▸ RECORDS FOR THIS EXERCISE
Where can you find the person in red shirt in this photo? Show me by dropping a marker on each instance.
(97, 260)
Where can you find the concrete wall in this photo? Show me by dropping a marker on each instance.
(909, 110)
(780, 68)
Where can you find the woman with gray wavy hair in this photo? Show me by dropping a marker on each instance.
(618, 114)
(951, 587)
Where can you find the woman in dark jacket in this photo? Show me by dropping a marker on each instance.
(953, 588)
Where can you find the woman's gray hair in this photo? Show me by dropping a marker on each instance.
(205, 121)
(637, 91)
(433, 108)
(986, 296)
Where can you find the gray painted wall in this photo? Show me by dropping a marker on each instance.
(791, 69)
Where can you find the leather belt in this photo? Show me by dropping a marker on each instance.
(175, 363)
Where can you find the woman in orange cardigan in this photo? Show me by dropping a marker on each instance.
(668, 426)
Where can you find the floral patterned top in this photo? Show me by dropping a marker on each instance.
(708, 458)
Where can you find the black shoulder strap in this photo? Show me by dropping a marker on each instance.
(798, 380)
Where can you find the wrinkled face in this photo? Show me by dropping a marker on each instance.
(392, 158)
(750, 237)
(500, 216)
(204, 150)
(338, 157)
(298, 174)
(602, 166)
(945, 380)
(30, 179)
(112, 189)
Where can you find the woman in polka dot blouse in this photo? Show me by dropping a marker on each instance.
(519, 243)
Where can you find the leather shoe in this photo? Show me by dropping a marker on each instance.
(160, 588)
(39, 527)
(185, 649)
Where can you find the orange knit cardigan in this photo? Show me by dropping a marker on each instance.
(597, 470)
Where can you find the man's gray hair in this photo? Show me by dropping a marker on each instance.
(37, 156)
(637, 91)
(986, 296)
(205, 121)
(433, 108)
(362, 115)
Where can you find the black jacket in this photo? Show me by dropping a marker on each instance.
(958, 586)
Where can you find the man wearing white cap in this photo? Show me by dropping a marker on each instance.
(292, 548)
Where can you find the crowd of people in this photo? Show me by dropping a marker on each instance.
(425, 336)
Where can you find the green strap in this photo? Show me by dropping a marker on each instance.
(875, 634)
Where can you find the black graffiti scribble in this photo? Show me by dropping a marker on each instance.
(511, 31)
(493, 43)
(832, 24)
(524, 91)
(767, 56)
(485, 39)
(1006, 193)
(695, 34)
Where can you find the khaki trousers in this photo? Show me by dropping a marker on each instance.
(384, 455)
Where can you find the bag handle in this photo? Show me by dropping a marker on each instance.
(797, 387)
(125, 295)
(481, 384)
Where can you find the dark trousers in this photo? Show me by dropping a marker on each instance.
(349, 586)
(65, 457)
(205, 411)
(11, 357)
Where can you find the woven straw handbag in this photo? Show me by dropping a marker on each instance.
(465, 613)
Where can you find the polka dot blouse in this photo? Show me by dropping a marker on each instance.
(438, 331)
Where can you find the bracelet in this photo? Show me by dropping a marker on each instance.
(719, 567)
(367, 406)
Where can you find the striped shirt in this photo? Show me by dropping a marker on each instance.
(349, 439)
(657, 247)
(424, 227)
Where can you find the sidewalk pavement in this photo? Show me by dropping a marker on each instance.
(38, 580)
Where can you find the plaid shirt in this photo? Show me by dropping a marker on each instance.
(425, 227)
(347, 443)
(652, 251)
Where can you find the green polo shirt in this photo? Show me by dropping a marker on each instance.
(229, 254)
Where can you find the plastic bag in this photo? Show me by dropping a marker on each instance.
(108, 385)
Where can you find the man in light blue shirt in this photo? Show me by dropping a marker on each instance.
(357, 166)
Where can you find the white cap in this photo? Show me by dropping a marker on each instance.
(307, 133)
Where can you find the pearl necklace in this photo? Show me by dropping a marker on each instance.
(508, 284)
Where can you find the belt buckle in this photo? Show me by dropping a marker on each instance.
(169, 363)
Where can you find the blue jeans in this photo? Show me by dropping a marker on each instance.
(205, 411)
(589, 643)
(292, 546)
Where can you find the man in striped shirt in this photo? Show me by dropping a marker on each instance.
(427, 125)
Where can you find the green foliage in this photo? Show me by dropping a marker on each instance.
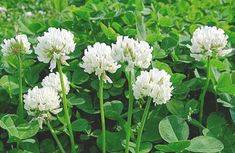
(167, 26)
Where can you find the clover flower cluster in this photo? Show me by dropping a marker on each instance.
(98, 59)
(15, 46)
(207, 42)
(134, 52)
(3, 9)
(155, 84)
(54, 45)
(53, 80)
(43, 103)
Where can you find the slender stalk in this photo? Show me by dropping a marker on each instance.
(102, 115)
(130, 110)
(65, 105)
(20, 107)
(203, 93)
(143, 120)
(55, 137)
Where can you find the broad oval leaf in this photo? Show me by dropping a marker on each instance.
(205, 144)
(173, 129)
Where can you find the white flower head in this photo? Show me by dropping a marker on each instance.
(53, 81)
(17, 45)
(42, 103)
(208, 41)
(155, 83)
(134, 52)
(54, 45)
(29, 14)
(3, 9)
(98, 59)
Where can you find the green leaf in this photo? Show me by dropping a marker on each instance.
(113, 141)
(28, 130)
(145, 147)
(79, 76)
(225, 84)
(173, 129)
(215, 124)
(47, 145)
(23, 131)
(205, 144)
(165, 21)
(80, 125)
(8, 124)
(113, 109)
(174, 146)
(176, 107)
(108, 31)
(59, 5)
(10, 84)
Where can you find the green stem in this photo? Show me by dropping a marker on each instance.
(130, 111)
(143, 120)
(20, 107)
(55, 137)
(203, 93)
(102, 115)
(65, 105)
(140, 27)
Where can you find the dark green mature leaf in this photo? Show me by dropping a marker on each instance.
(215, 123)
(22, 131)
(176, 107)
(8, 124)
(174, 146)
(59, 5)
(113, 109)
(79, 76)
(108, 31)
(28, 130)
(165, 21)
(80, 125)
(162, 66)
(205, 144)
(173, 129)
(113, 141)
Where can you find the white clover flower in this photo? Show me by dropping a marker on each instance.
(17, 45)
(3, 9)
(42, 103)
(208, 41)
(134, 52)
(54, 45)
(98, 59)
(41, 12)
(53, 81)
(155, 83)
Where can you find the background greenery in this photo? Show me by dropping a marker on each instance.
(167, 25)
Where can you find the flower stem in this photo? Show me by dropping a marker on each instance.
(20, 107)
(143, 120)
(65, 105)
(130, 110)
(203, 93)
(55, 137)
(102, 115)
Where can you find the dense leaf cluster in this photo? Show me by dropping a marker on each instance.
(168, 27)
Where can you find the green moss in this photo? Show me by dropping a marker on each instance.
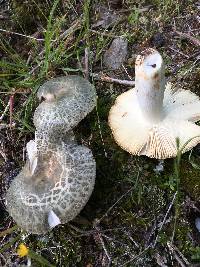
(190, 180)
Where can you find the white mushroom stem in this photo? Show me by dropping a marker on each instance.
(53, 219)
(150, 84)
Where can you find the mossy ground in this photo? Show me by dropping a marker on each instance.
(128, 221)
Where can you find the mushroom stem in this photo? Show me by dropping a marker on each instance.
(53, 219)
(150, 84)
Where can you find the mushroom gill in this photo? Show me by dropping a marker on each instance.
(148, 119)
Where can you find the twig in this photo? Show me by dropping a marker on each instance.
(179, 52)
(5, 110)
(104, 78)
(4, 126)
(135, 257)
(22, 35)
(86, 63)
(100, 132)
(105, 34)
(192, 39)
(177, 254)
(100, 238)
(133, 9)
(164, 220)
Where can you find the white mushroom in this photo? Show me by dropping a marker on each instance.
(148, 119)
(53, 219)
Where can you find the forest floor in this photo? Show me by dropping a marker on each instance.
(136, 216)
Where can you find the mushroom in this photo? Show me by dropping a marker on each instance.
(148, 119)
(59, 175)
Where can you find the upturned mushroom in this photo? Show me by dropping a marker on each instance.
(58, 177)
(148, 119)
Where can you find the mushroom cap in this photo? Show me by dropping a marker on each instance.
(62, 183)
(68, 100)
(138, 136)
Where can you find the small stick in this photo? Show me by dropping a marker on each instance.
(22, 35)
(104, 78)
(177, 254)
(192, 39)
(5, 110)
(164, 220)
(4, 126)
(86, 63)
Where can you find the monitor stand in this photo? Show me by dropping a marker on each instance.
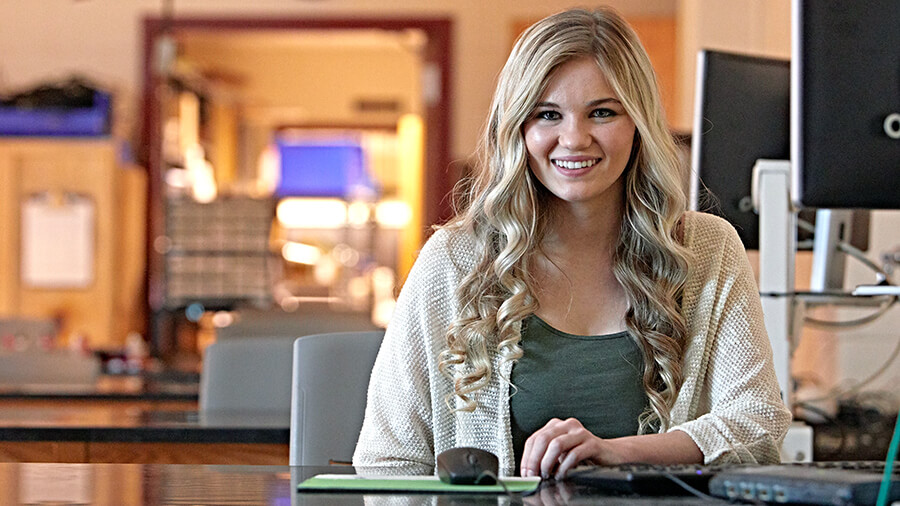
(777, 251)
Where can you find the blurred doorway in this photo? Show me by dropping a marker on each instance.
(242, 89)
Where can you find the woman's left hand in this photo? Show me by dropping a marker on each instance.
(559, 446)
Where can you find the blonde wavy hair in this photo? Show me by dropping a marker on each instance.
(503, 207)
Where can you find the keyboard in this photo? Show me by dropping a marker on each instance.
(646, 479)
(811, 483)
(817, 483)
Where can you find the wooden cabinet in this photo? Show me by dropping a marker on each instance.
(107, 307)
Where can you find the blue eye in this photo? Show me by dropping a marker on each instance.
(548, 115)
(603, 113)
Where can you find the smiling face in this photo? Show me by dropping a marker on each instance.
(579, 137)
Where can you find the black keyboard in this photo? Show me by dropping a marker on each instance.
(649, 479)
(646, 479)
(824, 483)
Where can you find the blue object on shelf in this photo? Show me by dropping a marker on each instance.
(328, 169)
(58, 122)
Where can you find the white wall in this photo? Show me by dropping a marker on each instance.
(100, 39)
(52, 39)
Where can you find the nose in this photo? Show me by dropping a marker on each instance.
(574, 135)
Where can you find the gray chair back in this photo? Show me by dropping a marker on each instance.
(247, 375)
(328, 399)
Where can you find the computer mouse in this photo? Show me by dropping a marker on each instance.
(467, 466)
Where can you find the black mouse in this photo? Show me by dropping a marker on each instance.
(468, 466)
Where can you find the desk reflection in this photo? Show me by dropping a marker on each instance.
(188, 484)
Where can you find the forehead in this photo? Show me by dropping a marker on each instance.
(580, 78)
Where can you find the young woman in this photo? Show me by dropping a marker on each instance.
(573, 312)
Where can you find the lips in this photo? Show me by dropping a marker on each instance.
(575, 164)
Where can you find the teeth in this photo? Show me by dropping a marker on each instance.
(574, 165)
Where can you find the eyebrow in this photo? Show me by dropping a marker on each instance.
(592, 103)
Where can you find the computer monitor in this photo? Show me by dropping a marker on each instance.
(742, 114)
(845, 119)
(845, 146)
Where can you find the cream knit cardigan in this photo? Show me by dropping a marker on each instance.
(729, 403)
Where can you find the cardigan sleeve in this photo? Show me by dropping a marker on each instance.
(397, 436)
(740, 416)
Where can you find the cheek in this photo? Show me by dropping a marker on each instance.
(621, 139)
(535, 142)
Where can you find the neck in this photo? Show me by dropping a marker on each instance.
(576, 226)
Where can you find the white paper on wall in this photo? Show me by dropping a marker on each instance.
(58, 242)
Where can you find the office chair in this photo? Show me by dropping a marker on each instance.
(247, 375)
(328, 400)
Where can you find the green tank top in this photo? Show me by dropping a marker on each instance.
(595, 379)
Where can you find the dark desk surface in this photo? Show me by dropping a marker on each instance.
(179, 388)
(110, 423)
(155, 484)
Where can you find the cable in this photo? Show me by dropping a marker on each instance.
(814, 322)
(835, 392)
(497, 481)
(831, 421)
(681, 483)
(884, 490)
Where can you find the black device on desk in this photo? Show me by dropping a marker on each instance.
(825, 483)
(467, 466)
(646, 479)
(817, 483)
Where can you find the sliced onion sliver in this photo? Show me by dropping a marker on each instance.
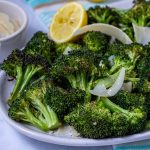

▸ OBJECTIVE
Which lines of the listing above contain the word "mouse"? Pull out each one, treating case as significant.

▸ SOLVED EXERCISE
Where can you find the computer mouse in this photo? Show me by dropping a marker on each instance.
Where can you find the black mouse in this photo? Show me by dropping a marker on each instance.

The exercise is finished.